▶ [Instructions for the task]:
Pull out the lines of the listing from the one containing "Seedling-scouting request: tag the fire in" through the end of the listing, both ends included, and repeat them without any change. Leave the pictures out of your answer.

-- Materials provided start --

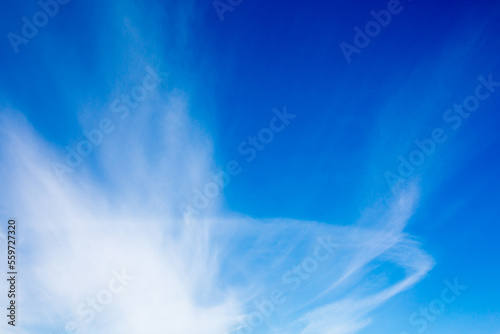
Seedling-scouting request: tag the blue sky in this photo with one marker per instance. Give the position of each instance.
(213, 85)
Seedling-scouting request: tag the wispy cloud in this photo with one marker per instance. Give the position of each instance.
(202, 277)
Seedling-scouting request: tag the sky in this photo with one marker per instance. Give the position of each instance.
(242, 167)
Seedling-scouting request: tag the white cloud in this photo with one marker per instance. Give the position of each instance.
(200, 278)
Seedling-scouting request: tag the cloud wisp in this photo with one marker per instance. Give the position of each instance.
(203, 277)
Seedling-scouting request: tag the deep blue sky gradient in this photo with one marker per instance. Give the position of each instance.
(353, 120)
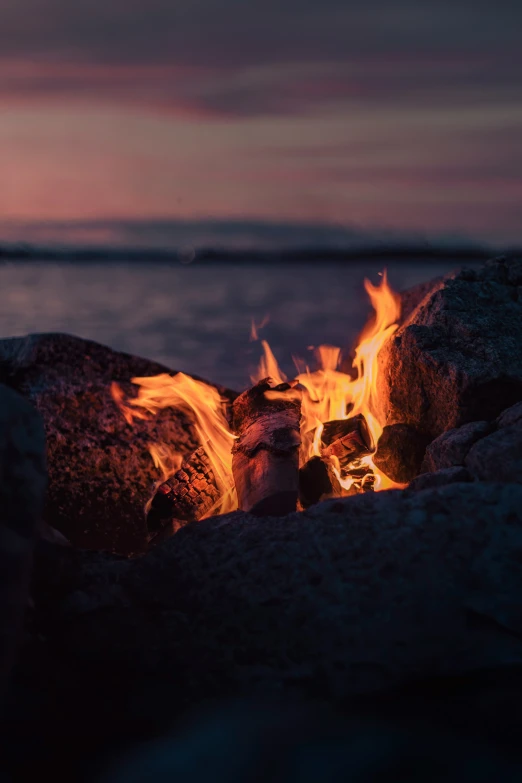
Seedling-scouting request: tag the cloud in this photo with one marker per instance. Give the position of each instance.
(231, 58)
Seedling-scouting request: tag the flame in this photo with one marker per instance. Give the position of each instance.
(206, 407)
(328, 394)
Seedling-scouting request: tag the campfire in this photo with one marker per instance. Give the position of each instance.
(282, 445)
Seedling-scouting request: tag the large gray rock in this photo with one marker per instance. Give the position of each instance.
(22, 492)
(358, 593)
(101, 473)
(305, 744)
(499, 456)
(452, 447)
(400, 452)
(458, 357)
(510, 416)
(338, 603)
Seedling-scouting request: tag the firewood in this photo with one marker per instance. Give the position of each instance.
(185, 497)
(316, 482)
(347, 439)
(265, 456)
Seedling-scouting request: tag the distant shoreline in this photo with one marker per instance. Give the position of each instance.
(213, 255)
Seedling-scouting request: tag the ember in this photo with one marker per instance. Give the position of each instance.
(278, 463)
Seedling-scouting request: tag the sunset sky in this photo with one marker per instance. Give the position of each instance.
(376, 114)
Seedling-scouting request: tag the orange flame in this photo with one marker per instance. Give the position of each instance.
(206, 406)
(329, 394)
(326, 395)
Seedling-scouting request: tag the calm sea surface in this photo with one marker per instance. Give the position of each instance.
(197, 318)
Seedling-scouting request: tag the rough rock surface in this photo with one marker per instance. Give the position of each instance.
(440, 478)
(414, 296)
(452, 447)
(274, 744)
(362, 593)
(499, 456)
(22, 490)
(345, 601)
(510, 416)
(458, 358)
(101, 473)
(400, 452)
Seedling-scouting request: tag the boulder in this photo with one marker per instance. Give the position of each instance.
(510, 416)
(371, 597)
(499, 456)
(22, 491)
(305, 744)
(440, 478)
(400, 452)
(101, 473)
(458, 357)
(356, 594)
(451, 448)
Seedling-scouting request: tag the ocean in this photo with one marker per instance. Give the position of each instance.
(197, 317)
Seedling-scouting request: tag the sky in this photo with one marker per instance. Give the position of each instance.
(399, 115)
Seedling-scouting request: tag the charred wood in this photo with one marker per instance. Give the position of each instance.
(265, 456)
(185, 497)
(316, 482)
(347, 440)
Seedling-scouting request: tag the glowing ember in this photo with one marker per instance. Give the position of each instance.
(330, 395)
(326, 395)
(206, 406)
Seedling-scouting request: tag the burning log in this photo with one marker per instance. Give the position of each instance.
(347, 439)
(185, 497)
(265, 456)
(343, 443)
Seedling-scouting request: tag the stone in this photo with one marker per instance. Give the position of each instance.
(23, 482)
(414, 296)
(451, 448)
(499, 456)
(458, 358)
(510, 416)
(359, 593)
(306, 743)
(398, 601)
(440, 478)
(400, 452)
(101, 473)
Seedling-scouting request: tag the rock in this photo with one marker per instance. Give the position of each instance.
(345, 601)
(440, 478)
(101, 473)
(362, 592)
(304, 744)
(499, 456)
(414, 296)
(400, 452)
(510, 416)
(451, 448)
(458, 358)
(22, 491)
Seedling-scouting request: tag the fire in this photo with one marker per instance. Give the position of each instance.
(326, 395)
(330, 395)
(206, 406)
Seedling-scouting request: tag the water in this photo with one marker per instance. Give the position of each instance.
(197, 318)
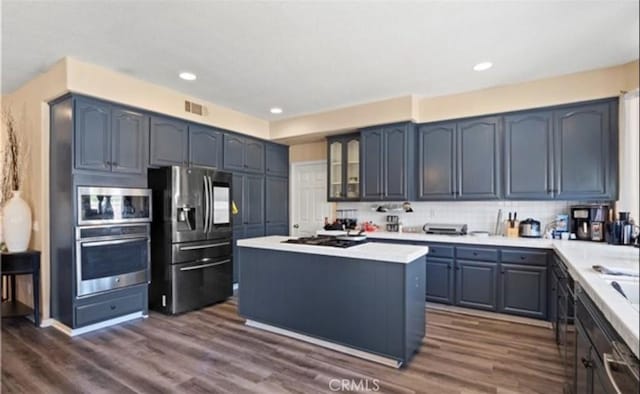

-- Materials provided end --

▶ [Answer to the task]:
Seedling-scouting request: tag the fire in this photo with one marker per instance. Give the position of each instance.
(326, 395)
(330, 395)
(206, 406)
Seedling-scouting request: tag the water in this photo with one marker per instance. Give the position of each instance.
(197, 318)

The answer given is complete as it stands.